[EXERCISE 1] From the forum thread on SIP header parsing, copy out the passage starting with "I'm trying to" and going on through "is not working.".

[EXTRACT PROVIDED]

=-=-=

I'm trying to extract tag
from the From:
header of a SIP messages.
My regex: ^(From:|f:)((?!\\n\\w).)*;[ ]*tag[ ]*=[ ]*([[:alnum:]]*)
RFC 3261 allows multi-line headers. This new line should start with a whitespace. But i have a problem with multi-line headers. If the tag
is on a new line, my regex is not working.
Example correct SIP Message:
INVITE sip:13@10.10.1.13 SIP/2.0
Via: SIP/2.0/UDP 10.10.1.99:5060;branch=z9hG4bK343bf628;rport
Contact: <sip:15@10.10.1.99>
Call-ID: 326371826c80e17e6cf6c29861eb2933@10.10.1.99
CSeq: 102 INVITE
User-Agent: Asterisk PBX
Max-Forwards: 70
Date: Wed, 06 Dec 2009 14:12:45 GMT
Allow: INVITE, ACK, CANCEL, OPTIONS, BYE, REFER, SUBSCRIBE, NOTIFY
Supported: replaces
Content-Type: application/sdp
Content-Length: 258
From: "Test 15" <sip:15@10.10.1.99>
; tag = fromtag
To: <sip:13@10.10.1.13>;tag=totag
v=0
o=root 1821 1821 IN IP4 10.10.1.99
s=session
c=IN IP4 10.10.1.99
t=0 0
m=audio 11424 RTP/AVP 0 8 101
a=rtpmap:0 PCMU/8000
a=rtpmap:8 PCMA/8000
a=rtpmap:101 telephone-event/8000
a=fmtp:101 0-16
a=silenceSupp:off - - - -
a=ptime:20
a=sendrecv
How can I properly parse the multi-line headers? Thanks in advance.
I'd second the motion to use/generate a proper parser.
There's nothing stopping you from parsing the headers in a separate step, but you can still specify the grammar declaratively, which is the main point.

=-=-=

[STORED RECORDS]
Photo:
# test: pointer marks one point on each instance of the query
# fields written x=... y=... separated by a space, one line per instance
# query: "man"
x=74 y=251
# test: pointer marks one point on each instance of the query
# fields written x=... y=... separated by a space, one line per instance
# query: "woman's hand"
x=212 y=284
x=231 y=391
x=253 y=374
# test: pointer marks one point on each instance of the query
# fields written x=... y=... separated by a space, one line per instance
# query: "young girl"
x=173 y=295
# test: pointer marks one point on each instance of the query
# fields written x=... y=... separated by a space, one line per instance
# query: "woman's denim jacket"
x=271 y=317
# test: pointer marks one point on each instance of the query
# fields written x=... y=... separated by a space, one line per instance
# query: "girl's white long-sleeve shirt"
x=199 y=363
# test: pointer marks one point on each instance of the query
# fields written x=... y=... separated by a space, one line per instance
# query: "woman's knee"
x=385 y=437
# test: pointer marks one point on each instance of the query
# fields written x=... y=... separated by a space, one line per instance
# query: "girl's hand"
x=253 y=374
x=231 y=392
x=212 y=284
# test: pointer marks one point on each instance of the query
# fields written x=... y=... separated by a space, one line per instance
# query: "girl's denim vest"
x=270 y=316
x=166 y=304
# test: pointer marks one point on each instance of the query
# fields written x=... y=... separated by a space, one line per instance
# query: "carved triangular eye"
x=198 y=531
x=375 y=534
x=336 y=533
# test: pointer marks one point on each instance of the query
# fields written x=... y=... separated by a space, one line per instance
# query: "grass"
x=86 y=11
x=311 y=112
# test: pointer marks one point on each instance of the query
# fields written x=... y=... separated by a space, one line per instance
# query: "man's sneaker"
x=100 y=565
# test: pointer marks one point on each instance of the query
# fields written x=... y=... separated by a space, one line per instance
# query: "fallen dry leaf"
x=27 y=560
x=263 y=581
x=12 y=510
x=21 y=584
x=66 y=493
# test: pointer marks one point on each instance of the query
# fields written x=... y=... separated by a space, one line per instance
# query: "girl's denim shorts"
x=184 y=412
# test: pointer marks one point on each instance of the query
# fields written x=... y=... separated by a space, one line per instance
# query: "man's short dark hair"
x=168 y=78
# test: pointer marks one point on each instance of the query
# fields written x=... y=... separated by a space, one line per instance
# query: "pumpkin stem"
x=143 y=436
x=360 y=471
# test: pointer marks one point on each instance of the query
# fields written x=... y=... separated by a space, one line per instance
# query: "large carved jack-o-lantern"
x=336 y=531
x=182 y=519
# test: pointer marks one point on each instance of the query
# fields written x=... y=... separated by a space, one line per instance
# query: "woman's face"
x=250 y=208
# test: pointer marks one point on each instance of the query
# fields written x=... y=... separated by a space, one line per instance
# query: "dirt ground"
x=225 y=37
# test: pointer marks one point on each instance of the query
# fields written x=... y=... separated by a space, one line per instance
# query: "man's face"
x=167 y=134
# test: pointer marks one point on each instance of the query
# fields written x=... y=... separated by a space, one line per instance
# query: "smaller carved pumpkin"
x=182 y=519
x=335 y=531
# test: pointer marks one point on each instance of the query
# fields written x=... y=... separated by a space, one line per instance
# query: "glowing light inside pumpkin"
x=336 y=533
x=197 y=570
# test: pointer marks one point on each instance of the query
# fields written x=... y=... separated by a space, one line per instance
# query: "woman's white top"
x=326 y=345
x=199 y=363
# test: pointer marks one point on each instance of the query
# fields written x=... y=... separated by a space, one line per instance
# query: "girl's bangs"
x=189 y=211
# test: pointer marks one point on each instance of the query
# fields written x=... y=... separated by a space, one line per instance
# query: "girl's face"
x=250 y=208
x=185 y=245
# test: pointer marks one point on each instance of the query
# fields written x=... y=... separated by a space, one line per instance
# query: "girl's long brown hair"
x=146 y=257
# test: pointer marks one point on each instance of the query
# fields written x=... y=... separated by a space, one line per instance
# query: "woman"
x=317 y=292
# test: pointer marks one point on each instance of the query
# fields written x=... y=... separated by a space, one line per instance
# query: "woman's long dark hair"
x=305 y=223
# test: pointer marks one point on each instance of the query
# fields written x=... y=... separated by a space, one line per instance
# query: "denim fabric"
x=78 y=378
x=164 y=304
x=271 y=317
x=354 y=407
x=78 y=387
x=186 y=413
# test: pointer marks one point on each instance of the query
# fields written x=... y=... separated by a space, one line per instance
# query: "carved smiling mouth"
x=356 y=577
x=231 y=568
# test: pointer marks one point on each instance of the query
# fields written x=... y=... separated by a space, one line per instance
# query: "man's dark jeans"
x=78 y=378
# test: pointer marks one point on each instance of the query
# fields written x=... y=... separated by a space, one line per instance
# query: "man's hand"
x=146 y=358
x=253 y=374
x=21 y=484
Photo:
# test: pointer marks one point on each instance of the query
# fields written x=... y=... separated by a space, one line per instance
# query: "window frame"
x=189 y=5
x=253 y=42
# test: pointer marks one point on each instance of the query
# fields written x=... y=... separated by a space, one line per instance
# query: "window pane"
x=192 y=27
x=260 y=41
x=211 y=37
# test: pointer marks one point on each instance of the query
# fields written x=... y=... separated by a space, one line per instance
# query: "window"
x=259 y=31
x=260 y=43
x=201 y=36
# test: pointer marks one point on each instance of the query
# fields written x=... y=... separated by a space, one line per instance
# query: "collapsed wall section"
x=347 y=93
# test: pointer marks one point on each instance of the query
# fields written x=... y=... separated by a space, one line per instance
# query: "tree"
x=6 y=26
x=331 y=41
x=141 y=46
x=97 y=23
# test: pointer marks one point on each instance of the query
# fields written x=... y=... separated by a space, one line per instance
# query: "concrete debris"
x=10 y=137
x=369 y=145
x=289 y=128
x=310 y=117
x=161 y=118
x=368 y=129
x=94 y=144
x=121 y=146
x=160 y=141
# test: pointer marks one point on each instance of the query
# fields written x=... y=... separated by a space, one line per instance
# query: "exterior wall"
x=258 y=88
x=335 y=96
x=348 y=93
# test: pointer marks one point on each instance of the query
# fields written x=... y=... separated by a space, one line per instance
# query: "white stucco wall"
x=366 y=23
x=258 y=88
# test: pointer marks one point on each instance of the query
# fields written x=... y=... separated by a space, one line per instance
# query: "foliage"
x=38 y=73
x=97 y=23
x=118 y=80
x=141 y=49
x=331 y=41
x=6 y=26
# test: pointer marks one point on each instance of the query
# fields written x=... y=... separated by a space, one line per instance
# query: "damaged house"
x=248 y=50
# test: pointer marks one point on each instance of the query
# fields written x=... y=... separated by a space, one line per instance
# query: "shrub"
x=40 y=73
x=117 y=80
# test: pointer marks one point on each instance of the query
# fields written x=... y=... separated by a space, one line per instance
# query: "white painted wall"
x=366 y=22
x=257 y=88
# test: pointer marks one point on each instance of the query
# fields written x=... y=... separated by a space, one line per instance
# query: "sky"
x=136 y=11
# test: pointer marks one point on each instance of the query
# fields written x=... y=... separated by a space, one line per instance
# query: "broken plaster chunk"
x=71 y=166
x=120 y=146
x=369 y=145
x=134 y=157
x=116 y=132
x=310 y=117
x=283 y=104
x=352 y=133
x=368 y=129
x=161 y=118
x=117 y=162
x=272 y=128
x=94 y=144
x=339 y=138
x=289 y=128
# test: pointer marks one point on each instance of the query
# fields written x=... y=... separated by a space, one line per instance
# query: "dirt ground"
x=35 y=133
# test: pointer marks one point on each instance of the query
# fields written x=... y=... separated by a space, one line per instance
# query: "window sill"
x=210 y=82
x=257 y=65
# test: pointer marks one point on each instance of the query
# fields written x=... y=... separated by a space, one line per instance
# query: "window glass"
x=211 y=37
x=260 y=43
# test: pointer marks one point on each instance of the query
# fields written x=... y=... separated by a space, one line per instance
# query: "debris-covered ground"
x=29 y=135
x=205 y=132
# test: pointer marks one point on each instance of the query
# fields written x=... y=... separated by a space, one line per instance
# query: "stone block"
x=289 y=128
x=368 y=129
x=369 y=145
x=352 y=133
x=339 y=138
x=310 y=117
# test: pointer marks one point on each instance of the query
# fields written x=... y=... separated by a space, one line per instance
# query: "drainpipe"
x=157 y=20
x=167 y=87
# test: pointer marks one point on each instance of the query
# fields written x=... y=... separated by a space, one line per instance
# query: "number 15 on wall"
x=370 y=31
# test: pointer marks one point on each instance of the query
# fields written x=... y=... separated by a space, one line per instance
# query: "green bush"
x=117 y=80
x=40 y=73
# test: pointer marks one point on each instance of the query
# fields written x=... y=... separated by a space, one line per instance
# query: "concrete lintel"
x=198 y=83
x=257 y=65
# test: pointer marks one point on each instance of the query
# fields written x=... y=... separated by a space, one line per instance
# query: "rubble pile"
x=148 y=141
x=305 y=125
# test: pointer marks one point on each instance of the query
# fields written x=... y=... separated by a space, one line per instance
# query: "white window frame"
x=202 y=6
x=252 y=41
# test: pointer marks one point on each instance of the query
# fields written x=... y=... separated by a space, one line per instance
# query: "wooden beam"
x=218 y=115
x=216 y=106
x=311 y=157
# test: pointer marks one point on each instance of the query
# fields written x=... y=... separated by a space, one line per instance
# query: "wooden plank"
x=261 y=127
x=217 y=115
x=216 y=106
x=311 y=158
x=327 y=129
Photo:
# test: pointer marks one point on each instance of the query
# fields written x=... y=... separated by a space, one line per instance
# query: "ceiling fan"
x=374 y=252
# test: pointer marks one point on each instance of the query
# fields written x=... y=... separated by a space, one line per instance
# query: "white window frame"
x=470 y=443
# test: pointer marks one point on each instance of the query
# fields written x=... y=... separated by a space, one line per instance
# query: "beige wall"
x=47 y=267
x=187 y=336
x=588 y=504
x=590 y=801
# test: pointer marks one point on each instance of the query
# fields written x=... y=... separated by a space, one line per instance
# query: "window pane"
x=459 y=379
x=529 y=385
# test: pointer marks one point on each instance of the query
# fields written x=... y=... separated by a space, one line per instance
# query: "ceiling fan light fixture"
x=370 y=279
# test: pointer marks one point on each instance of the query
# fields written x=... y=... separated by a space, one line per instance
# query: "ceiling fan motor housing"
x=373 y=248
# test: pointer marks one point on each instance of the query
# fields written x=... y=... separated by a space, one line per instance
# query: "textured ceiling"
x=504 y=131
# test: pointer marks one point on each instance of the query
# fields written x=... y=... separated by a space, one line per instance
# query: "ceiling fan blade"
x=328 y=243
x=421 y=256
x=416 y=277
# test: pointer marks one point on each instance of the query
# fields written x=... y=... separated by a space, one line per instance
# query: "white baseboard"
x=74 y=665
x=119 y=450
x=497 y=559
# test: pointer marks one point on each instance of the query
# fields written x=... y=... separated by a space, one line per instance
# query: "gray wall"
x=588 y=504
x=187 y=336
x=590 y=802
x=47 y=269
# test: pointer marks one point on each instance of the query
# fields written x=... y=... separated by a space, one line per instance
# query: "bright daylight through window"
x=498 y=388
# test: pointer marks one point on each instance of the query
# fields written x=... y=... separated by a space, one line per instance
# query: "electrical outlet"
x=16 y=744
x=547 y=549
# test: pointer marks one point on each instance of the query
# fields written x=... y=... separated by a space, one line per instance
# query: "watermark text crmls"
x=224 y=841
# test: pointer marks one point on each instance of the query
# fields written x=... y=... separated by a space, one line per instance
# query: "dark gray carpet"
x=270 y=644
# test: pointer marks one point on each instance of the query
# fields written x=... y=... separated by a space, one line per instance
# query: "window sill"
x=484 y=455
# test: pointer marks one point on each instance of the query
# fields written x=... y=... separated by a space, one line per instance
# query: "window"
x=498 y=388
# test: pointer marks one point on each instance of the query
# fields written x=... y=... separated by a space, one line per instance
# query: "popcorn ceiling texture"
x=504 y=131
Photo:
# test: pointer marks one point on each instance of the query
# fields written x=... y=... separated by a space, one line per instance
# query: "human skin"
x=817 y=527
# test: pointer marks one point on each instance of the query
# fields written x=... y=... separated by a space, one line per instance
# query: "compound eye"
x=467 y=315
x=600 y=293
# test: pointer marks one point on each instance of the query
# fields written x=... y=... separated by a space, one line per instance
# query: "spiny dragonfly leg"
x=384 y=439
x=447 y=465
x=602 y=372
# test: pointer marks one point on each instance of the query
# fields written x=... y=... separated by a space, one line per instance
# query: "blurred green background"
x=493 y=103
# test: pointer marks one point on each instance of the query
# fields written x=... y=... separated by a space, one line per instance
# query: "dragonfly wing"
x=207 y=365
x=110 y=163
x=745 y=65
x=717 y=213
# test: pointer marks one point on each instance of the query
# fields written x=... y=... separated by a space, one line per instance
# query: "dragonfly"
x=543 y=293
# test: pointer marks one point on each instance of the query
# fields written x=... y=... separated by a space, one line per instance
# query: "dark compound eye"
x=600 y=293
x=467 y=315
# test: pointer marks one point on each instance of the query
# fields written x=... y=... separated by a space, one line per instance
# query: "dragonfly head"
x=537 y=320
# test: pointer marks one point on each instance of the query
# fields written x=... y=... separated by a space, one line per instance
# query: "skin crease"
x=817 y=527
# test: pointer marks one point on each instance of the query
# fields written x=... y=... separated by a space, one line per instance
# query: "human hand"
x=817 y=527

=-=-=

[EXERCISE 2] Pull out every line of the entries that contains the string "girl", matching its case exactly.

[CORRECT ANSWER 1]
I'm trying to extract tag
from the From:
header of a SIP messages.
My regex: ^(From:|f:)((?!\\n\\w).)*;[ ]*tag[ ]*=[ ]*([[:alnum:]]*)
RFC 3261 allows multi-line headers. This new line should start with a whitespace. But i have a problem with multi-line headers. If the tag
is on a new line, my regex is not working.

[CORRECT ANSWER 2]
# query: "young girl"
# query: "girl's white long-sleeve shirt"
# query: "girl's hand"
# query: "girl's denim vest"
# query: "girl's denim shorts"
# query: "girl's bangs"
# query: "girl's face"
# query: "girl's long brown hair"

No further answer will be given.